▶ _Short exercise_
Write out all the lines below as a numbered list and skip the blank ones. Leave the pictures out of your answer.
-- start of Data listing --
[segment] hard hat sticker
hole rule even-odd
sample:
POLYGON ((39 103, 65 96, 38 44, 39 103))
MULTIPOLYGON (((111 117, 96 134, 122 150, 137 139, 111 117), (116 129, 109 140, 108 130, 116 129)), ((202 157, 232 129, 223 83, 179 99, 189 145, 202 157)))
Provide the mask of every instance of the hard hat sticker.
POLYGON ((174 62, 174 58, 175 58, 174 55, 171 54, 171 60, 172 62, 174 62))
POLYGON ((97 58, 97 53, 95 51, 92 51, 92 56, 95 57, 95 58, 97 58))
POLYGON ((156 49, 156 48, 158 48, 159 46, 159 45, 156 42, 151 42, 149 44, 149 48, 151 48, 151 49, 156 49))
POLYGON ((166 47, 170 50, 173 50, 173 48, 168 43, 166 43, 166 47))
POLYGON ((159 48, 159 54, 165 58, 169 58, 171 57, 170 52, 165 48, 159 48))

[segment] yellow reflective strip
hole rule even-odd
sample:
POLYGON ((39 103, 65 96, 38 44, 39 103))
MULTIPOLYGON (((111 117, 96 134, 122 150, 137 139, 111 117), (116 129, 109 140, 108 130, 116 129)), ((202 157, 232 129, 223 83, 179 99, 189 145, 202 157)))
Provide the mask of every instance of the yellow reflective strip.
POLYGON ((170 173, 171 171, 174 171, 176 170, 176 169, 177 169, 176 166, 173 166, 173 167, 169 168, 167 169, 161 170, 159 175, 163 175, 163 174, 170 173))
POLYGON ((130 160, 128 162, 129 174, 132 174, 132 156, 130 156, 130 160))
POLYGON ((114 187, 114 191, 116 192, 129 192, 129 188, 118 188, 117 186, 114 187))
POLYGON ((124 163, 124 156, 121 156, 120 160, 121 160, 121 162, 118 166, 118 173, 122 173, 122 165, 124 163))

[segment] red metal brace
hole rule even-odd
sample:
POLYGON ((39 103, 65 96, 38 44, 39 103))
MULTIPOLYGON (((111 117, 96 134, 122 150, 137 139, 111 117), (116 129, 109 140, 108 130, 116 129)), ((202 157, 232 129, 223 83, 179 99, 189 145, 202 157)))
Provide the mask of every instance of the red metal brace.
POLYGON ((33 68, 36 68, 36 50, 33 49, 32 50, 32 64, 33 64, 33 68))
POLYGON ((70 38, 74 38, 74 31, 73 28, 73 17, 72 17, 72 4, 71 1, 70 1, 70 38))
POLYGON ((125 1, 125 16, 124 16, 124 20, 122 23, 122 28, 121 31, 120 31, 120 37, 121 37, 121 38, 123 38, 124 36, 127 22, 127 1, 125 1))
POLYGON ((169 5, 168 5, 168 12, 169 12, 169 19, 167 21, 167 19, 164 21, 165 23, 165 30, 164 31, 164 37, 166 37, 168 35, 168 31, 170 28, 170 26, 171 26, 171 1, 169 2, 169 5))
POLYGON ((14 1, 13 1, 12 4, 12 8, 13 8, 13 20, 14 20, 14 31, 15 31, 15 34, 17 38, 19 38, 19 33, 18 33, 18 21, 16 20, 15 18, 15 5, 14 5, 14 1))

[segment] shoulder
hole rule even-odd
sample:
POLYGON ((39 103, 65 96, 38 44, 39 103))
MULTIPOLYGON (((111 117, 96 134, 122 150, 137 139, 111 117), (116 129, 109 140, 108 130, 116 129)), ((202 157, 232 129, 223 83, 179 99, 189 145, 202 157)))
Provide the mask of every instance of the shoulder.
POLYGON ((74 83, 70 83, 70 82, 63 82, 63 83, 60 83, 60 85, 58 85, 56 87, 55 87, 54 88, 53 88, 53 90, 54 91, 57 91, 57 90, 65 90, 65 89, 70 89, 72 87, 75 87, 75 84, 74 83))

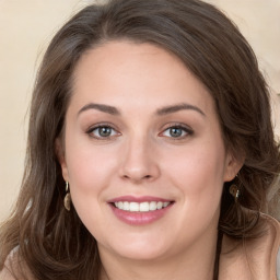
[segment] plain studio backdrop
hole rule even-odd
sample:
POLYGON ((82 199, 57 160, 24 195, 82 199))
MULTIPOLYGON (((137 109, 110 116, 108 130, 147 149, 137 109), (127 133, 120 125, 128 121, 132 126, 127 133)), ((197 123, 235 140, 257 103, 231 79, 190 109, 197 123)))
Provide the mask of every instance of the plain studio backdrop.
MULTIPOLYGON (((20 189, 28 104, 43 54, 56 31, 92 2, 0 0, 0 221, 8 217, 20 189)), ((221 8, 253 46, 271 86, 276 133, 280 139, 280 0, 208 2, 221 8)))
-- end of Data listing --
▶ _Complete response_
1. [segment] hard hat sticker
2. hole rule even-odd
3. sample:
4. POLYGON ((39 103, 65 96, 38 44, 39 103))
5. MULTIPOLYGON (((111 117, 96 134, 122 150, 137 139, 111 117), (116 129, 109 140, 108 130, 116 129)), ((202 157, 232 129, 223 83, 179 99, 189 145, 202 157)))
6. Provide the mask of every instance of the hard hat sticker.
7. POLYGON ((174 62, 174 58, 175 58, 174 55, 171 54, 171 60, 172 62, 174 62))
8. POLYGON ((97 58, 97 53, 95 51, 92 51, 92 56, 95 57, 95 58, 97 58))
9. POLYGON ((156 49, 156 48, 158 48, 159 46, 159 45, 156 42, 151 42, 149 44, 149 48, 151 48, 151 49, 156 49))
10. POLYGON ((166 47, 170 50, 173 50, 173 48, 168 43, 166 43, 166 47))
11. POLYGON ((159 48, 159 54, 165 58, 169 58, 171 57, 170 52, 165 48, 159 48))
12. [segment] yellow reflective strip
13. hole rule even-odd
14. sample:
15. POLYGON ((39 103, 65 96, 38 44, 39 103))
16. MULTIPOLYGON (((111 117, 96 134, 122 150, 137 139, 111 117), (116 129, 109 140, 108 130, 116 129)), ((202 157, 232 129, 223 83, 179 99, 189 145, 202 157)))
17. Provide the mask of every instance of the yellow reflective strip.
18. POLYGON ((170 173, 171 171, 174 171, 176 170, 176 169, 177 169, 176 166, 173 166, 173 167, 169 168, 167 169, 161 170, 159 175, 163 175, 163 174, 170 173))
19. POLYGON ((130 160, 128 162, 129 174, 132 174, 132 156, 130 156, 130 160))
20. POLYGON ((114 187, 114 191, 116 192, 129 192, 129 188, 118 188, 117 186, 114 187))
21. POLYGON ((124 163, 124 156, 121 156, 120 160, 121 160, 121 162, 118 166, 118 173, 122 173, 122 165, 124 163))
22. [segment] red metal brace
23. hole rule even-odd
24. sample:
25. POLYGON ((39 103, 65 96, 38 44, 39 103))
26. MULTIPOLYGON (((111 117, 96 134, 122 150, 137 139, 111 117), (116 129, 109 140, 108 130, 116 129)), ((202 157, 232 129, 223 83, 179 99, 189 145, 202 157)))
27. Provide the mask of every instance of the red metal brace.
28. POLYGON ((33 68, 36 68, 36 50, 33 49, 32 50, 32 64, 33 64, 33 68))
29. POLYGON ((70 38, 74 38, 74 31, 73 28, 73 17, 72 17, 72 4, 71 1, 70 1, 70 38))
30. POLYGON ((125 1, 125 16, 124 16, 124 20, 122 23, 122 28, 121 31, 120 31, 120 37, 121 37, 121 38, 123 38, 124 36, 127 22, 127 1, 125 1))
31. POLYGON ((169 5, 168 5, 168 12, 169 12, 169 19, 167 21, 167 19, 164 21, 165 23, 165 30, 164 31, 164 37, 166 37, 168 35, 168 31, 170 28, 170 26, 171 26, 171 1, 169 2, 169 5))
32. POLYGON ((14 1, 13 1, 12 4, 12 8, 13 8, 13 20, 14 20, 14 31, 15 31, 15 34, 17 38, 19 38, 19 33, 18 33, 18 21, 16 20, 15 18, 15 5, 14 5, 14 1))
33. [segment] shoulder
34. hole rule even-odd
35. sample:
36. POLYGON ((39 103, 65 96, 38 44, 39 103))
37. MULTIPOLYGON (((111 117, 96 134, 122 150, 137 139, 111 117), (116 129, 109 140, 108 130, 116 129)), ((202 157, 232 129, 223 83, 179 99, 189 145, 202 157)))
38. Provide the mask of every instance of the shoulder.
39. POLYGON ((74 83, 70 83, 70 82, 63 82, 63 83, 60 83, 60 85, 58 85, 56 87, 55 87, 54 88, 53 88, 53 90, 54 91, 57 91, 57 90, 65 90, 65 89, 70 89, 72 87, 75 87, 75 84, 74 83))
40. [segment] plain studio backdrop
41. hole rule even-odd
42. sample:
43. POLYGON ((82 199, 57 160, 24 195, 82 199))
44. MULTIPOLYGON (((137 109, 110 116, 108 130, 147 149, 137 109), (127 133, 120 125, 128 121, 132 126, 127 133)), ((197 123, 235 140, 257 103, 231 79, 190 109, 197 123)))
45. Provide the mask of every instance of the plain studio backdrop.
46. MULTIPOLYGON (((20 189, 28 104, 43 54, 56 31, 92 2, 0 0, 0 221, 8 217, 20 189)), ((221 8, 253 46, 271 86, 276 133, 280 139, 280 0, 208 2, 221 8)))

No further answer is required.